Aim of the exercise: Copy everything from "On hiatus from" down to "to this day." in the passage about bassist Buster Williams, changing "quintet" to "group" wherever it appears.

Passage provided:
On hiatus from his long-running gig with singer Nancy Wilson, bassist Buster Williams, then 25, suddenly got an offer to tour the Northwest with Miles Davis. He took the job, of course, and soon found himself swept up in the whirlwind of invention that Davis, Wayne Shorter, Herbie Hancock and Tony Williams were creating onstage in 1967.

“These guys had already created a direction of their own,” Williams recently said at the Manhattan club Smoke. “I had to step into that and grasp it very quickly.”

But when the trumpeter asked him to stay with the quintet after Williams’ five-week hiatus had ended, he declined. The decision, based on the comparative rates of pay, is one that the bassist thinks about to this day.

“If I have any regrets, that might be the only one—that I didn’t actually stay with Miles,” he said. “But I don’t have a real regret about that, either. It’s on my résumé, and I learned a lot from Miles when I was with him.”

Pointing dataset records:
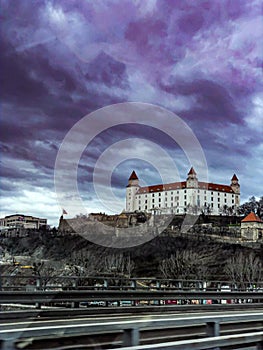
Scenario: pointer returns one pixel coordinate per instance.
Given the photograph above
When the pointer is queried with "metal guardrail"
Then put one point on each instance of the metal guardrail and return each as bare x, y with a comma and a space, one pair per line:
131, 330
255, 339
76, 296
8, 282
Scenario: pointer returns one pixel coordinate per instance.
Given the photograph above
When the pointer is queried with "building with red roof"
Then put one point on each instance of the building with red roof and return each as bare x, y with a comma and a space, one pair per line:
190, 196
251, 227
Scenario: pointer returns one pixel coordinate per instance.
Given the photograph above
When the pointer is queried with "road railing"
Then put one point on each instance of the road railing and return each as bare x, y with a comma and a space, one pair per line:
78, 296
131, 329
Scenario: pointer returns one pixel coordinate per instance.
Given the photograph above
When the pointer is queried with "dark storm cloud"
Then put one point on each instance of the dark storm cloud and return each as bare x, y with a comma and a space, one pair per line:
61, 60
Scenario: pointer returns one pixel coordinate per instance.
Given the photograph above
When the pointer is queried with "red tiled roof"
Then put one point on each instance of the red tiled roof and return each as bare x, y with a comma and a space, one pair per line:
179, 185
192, 172
133, 176
251, 217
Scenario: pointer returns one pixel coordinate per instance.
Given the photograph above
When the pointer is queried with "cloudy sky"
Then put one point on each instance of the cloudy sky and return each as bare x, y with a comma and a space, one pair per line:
62, 60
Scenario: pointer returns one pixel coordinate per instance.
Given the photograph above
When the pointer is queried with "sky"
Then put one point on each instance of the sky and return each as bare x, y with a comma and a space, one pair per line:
64, 60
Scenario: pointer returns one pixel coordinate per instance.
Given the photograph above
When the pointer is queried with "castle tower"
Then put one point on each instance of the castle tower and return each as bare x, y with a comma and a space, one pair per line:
131, 189
235, 184
192, 181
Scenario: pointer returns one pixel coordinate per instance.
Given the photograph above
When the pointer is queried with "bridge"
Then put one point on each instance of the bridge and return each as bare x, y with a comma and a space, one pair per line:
70, 322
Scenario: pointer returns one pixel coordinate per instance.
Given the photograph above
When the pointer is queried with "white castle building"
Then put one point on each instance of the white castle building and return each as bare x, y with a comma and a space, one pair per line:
190, 196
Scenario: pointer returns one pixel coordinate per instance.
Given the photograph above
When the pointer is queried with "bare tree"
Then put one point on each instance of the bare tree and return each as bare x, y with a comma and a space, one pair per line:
244, 268
185, 264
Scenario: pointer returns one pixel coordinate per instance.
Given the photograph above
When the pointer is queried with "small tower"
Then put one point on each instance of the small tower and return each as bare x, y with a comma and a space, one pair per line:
235, 185
192, 181
131, 190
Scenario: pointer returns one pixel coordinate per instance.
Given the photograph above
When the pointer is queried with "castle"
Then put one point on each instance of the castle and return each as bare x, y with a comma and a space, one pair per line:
190, 196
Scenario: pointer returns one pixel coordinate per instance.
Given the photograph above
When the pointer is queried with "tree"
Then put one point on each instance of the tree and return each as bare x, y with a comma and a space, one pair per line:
252, 205
244, 268
185, 264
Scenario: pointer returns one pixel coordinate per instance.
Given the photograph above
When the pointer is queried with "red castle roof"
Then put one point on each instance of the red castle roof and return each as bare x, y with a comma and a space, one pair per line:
234, 178
252, 217
192, 172
179, 185
133, 176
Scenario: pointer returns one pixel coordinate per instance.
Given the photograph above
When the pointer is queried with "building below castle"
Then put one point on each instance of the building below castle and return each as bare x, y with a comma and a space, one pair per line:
190, 196
22, 221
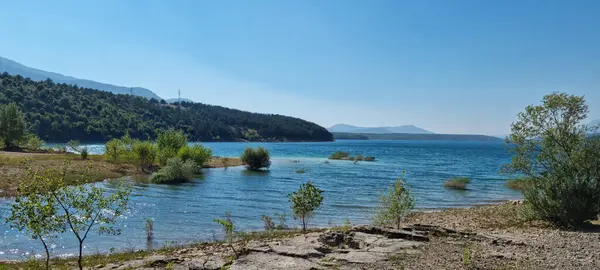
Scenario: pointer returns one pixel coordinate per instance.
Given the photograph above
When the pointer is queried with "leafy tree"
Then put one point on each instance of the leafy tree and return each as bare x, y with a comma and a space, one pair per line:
145, 153
395, 205
256, 159
196, 153
114, 149
35, 212
305, 201
549, 146
12, 125
83, 206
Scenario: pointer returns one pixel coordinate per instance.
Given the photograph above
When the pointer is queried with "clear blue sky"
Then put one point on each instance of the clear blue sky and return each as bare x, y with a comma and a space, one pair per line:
447, 66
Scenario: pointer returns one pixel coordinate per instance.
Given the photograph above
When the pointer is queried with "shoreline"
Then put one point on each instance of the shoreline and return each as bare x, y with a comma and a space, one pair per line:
479, 237
12, 167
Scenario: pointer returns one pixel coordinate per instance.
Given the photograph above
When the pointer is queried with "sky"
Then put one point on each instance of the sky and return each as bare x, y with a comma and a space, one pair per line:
463, 67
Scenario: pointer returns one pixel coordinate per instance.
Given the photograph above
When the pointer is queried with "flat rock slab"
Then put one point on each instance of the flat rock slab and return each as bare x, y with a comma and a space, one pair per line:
263, 261
359, 257
393, 245
298, 250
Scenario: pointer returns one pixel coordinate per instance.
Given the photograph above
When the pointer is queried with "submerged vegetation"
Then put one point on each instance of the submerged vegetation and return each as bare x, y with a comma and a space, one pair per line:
520, 183
458, 183
395, 205
341, 155
256, 159
175, 171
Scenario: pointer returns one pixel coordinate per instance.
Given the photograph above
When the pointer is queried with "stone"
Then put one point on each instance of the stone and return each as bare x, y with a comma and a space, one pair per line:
391, 233
297, 250
360, 257
262, 261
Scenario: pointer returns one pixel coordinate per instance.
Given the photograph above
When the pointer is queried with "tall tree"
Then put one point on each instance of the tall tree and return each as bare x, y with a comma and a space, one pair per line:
12, 125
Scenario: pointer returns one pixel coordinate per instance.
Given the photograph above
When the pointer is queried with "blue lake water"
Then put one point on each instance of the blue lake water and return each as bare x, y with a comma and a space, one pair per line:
184, 213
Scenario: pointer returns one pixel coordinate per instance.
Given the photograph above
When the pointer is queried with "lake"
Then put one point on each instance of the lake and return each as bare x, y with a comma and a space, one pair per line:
184, 213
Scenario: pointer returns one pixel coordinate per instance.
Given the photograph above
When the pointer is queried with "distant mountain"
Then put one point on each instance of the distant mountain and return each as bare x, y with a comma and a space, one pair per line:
13, 68
406, 129
61, 112
175, 100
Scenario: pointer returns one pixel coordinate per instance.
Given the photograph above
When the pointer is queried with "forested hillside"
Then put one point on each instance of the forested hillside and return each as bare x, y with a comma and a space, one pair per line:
59, 112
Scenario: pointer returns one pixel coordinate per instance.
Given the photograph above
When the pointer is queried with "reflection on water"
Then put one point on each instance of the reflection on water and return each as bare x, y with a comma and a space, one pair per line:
184, 213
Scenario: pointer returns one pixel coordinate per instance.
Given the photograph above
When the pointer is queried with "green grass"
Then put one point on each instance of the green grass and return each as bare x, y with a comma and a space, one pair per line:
458, 183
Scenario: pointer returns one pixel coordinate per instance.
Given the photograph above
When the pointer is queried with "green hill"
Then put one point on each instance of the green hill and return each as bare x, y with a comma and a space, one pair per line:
58, 112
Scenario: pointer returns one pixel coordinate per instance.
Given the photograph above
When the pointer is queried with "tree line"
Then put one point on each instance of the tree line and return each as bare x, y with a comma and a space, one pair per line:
59, 112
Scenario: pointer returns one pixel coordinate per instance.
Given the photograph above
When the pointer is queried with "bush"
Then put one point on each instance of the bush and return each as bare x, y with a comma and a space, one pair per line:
75, 146
145, 153
520, 183
550, 146
396, 205
12, 126
171, 139
83, 152
163, 155
457, 183
256, 159
369, 158
34, 143
570, 195
339, 155
196, 153
305, 201
176, 171
114, 149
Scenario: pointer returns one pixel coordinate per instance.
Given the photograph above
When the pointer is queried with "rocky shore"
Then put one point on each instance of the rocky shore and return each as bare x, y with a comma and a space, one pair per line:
485, 237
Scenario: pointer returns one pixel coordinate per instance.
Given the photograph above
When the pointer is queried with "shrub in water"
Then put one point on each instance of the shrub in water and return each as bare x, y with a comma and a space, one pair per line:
196, 153
520, 183
145, 153
114, 149
171, 139
163, 155
175, 171
396, 205
34, 143
457, 183
256, 159
339, 155
83, 152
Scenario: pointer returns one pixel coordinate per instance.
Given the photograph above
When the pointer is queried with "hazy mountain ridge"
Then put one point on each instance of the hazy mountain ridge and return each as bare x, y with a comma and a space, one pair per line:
14, 68
406, 129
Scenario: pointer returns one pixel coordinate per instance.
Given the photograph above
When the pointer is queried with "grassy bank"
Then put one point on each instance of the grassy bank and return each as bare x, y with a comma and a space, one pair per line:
12, 167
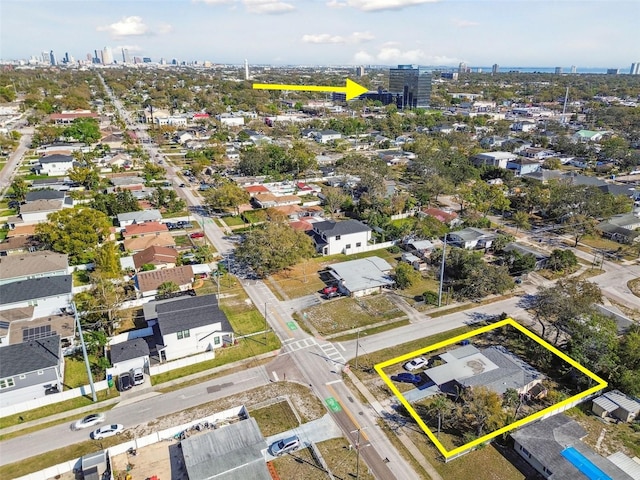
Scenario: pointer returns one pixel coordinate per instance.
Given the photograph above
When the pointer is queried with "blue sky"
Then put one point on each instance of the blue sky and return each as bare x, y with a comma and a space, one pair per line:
599, 33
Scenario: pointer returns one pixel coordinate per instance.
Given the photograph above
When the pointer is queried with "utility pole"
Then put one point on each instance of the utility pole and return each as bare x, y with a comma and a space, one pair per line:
84, 353
444, 253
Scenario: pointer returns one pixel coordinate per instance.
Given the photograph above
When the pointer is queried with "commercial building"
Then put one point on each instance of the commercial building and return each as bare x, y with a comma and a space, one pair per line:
414, 83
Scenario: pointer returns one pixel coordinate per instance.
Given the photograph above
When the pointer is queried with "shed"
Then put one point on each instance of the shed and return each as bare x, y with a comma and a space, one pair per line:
616, 404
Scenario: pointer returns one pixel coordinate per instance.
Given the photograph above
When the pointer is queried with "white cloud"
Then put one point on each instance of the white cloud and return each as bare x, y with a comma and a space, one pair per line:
268, 6
325, 38
127, 26
389, 55
375, 5
359, 37
460, 23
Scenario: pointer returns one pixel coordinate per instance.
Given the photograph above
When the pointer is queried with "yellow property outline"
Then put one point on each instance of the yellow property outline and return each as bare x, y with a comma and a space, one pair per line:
450, 453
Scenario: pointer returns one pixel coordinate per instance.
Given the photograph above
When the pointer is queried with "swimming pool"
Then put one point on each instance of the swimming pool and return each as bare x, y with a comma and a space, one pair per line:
583, 464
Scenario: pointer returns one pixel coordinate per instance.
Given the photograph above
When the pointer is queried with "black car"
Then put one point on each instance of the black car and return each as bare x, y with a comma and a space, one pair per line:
124, 382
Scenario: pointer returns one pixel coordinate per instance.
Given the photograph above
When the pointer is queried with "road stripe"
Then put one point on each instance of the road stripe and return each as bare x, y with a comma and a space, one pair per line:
349, 414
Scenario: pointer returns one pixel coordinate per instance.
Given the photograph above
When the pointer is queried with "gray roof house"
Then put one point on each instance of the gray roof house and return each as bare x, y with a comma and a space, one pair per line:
616, 404
27, 369
48, 295
361, 277
495, 368
189, 325
227, 453
129, 218
30, 265
554, 448
348, 236
472, 238
133, 353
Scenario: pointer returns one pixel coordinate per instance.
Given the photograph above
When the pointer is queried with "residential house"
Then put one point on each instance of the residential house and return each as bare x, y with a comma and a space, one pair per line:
554, 448
43, 263
622, 228
48, 295
190, 325
416, 262
495, 368
493, 159
617, 405
449, 218
30, 370
143, 229
129, 354
55, 165
523, 166
326, 136
140, 216
147, 283
139, 243
349, 236
267, 200
361, 277
472, 238
160, 257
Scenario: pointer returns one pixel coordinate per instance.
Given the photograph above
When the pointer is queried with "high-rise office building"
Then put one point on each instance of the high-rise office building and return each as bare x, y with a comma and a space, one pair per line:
107, 56
414, 83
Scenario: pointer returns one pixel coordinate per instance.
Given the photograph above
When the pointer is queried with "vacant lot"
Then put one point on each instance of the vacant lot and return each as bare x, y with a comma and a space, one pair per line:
346, 313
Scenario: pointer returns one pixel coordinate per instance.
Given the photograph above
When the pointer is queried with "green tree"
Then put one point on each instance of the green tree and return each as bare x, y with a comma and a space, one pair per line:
19, 188
107, 260
406, 275
76, 232
273, 247
229, 195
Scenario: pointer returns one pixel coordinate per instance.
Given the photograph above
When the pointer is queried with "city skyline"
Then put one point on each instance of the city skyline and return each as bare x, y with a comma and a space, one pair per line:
352, 32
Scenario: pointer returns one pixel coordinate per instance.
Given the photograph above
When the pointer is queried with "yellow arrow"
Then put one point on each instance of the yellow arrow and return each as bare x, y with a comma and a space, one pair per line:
352, 89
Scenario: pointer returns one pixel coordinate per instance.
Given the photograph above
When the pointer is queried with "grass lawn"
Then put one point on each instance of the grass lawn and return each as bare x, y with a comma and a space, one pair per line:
275, 418
347, 313
233, 221
340, 460
54, 408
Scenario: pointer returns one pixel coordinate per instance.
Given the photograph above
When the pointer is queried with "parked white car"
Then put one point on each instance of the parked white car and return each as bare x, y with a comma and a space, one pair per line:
88, 421
416, 364
107, 431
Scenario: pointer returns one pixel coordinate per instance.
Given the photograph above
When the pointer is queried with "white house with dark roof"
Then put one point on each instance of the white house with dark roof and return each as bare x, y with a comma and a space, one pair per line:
554, 447
48, 295
130, 354
55, 165
361, 277
27, 369
141, 216
349, 236
43, 263
190, 325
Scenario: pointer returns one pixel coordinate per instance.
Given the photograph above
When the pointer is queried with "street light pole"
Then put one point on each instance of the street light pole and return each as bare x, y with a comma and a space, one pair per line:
444, 253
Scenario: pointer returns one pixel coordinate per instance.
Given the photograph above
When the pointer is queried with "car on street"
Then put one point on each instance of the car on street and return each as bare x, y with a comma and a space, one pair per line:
285, 445
124, 382
137, 375
88, 421
406, 377
107, 431
416, 364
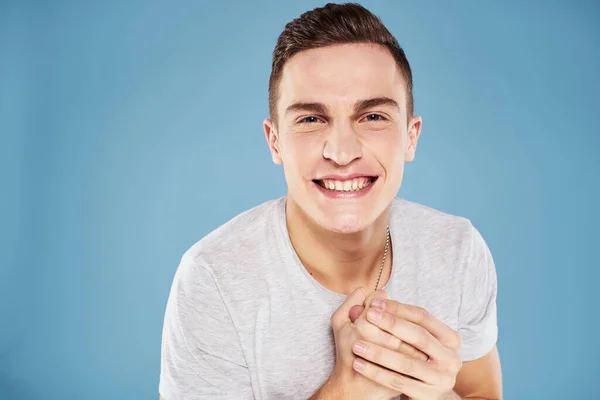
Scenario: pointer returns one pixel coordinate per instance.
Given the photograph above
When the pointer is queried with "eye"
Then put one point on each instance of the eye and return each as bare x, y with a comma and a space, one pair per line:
309, 120
374, 117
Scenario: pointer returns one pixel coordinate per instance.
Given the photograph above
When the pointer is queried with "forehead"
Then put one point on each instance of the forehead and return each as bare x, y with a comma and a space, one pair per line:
341, 74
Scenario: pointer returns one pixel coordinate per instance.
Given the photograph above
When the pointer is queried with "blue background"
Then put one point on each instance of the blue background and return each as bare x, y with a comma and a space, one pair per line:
132, 129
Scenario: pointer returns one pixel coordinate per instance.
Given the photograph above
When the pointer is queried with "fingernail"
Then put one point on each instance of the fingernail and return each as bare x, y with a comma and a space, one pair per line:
359, 364
360, 347
374, 315
379, 303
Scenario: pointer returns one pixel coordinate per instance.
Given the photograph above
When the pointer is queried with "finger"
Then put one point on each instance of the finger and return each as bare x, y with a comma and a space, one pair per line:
417, 315
378, 294
397, 362
392, 380
409, 332
374, 334
342, 314
355, 312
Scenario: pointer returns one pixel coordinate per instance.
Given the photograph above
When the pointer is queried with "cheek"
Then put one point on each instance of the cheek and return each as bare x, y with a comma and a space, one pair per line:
302, 153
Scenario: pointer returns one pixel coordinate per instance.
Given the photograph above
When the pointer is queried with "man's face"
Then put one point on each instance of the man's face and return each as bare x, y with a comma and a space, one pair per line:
342, 133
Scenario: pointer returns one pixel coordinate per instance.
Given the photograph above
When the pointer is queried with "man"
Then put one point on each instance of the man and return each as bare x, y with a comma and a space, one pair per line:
285, 301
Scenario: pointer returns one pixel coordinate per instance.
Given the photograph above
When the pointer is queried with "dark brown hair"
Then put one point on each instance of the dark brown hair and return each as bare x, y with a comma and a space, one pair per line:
329, 25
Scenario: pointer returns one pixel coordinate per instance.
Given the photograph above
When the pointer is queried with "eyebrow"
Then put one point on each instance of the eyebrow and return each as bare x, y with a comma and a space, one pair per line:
359, 106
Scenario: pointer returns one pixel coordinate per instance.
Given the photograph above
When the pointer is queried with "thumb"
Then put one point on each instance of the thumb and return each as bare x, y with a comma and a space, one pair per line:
357, 310
342, 314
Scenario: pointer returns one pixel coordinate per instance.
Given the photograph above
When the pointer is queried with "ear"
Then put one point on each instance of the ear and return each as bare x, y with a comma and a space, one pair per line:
414, 131
273, 140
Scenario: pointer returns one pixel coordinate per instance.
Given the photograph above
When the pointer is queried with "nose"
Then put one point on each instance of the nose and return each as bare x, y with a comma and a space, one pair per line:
342, 145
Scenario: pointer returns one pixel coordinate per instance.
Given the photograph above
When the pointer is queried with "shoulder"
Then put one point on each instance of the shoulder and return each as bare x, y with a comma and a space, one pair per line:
237, 242
443, 239
430, 223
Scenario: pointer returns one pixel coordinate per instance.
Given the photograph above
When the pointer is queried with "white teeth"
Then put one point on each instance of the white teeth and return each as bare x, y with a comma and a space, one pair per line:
347, 186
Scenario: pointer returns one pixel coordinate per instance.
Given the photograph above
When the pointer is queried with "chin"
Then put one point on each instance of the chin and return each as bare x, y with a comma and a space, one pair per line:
347, 223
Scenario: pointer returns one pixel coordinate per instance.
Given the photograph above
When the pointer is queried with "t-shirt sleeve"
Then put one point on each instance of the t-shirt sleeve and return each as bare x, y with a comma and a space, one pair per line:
201, 355
477, 317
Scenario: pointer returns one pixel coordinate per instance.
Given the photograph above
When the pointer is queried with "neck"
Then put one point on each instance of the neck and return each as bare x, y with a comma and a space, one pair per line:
340, 262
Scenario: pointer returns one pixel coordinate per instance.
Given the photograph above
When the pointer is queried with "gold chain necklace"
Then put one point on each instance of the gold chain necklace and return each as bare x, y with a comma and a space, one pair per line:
387, 246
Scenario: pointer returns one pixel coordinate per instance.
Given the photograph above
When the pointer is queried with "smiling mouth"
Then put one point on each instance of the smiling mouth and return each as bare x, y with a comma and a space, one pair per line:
350, 185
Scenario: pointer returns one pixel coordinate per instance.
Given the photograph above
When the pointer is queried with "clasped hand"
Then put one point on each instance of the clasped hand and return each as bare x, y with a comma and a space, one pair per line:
411, 352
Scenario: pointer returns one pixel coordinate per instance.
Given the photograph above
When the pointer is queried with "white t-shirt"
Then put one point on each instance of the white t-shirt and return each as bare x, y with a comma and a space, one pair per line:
245, 320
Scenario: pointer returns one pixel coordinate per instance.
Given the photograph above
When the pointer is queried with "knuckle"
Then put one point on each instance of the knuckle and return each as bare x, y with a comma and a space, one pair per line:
457, 365
420, 314
398, 383
423, 340
394, 343
408, 366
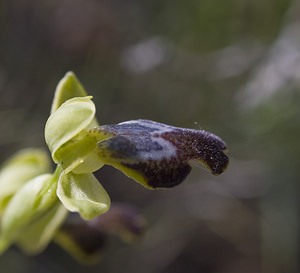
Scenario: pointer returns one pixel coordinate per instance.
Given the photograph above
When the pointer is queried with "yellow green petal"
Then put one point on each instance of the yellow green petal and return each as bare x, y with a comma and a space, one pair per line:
83, 193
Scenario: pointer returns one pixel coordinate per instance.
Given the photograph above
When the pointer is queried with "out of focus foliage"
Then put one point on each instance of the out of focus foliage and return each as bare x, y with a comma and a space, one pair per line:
231, 67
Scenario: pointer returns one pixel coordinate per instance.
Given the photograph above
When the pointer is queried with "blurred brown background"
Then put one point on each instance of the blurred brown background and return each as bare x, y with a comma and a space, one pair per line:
231, 67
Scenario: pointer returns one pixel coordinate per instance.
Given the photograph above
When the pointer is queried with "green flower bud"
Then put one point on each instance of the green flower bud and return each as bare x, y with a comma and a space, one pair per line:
32, 202
83, 193
19, 169
67, 137
38, 235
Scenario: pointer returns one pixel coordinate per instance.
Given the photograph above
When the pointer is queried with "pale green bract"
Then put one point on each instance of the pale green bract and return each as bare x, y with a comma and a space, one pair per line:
33, 202
18, 169
84, 194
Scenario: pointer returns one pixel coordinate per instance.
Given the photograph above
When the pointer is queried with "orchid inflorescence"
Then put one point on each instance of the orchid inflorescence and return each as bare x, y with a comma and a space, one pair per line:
34, 201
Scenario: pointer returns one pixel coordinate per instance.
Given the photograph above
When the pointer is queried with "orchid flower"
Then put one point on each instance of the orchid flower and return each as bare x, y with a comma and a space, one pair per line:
35, 202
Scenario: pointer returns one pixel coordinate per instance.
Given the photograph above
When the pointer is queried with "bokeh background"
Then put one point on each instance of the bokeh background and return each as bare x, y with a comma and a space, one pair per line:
231, 67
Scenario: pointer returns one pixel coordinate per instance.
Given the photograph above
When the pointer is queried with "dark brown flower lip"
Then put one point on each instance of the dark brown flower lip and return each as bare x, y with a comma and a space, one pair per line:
160, 153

Exercise output:
On hiatus from his long-running gig with singer Nancy Wilson, bassist Buster Williams, then 25, suddenly got an offer to tour the Northwest with Miles Davis. He took the job, of course, and soon found himself swept up in the whirlwind of invention that Davis, Wayne Shorter, Herbie Hancock and Tony Williams were creating onstage in 1967.

“These guys had already created a direction of their own,” Williams recently said at the Manhattan club Smoke. “I had to step into that and grasp it very quickly.”

But when the trumpeter asked him to stay with the group after Williams’ five-week hiatus had ended, he declined. The decision, based on the comparative rates of pay, is one that the bassist thinks about to this day.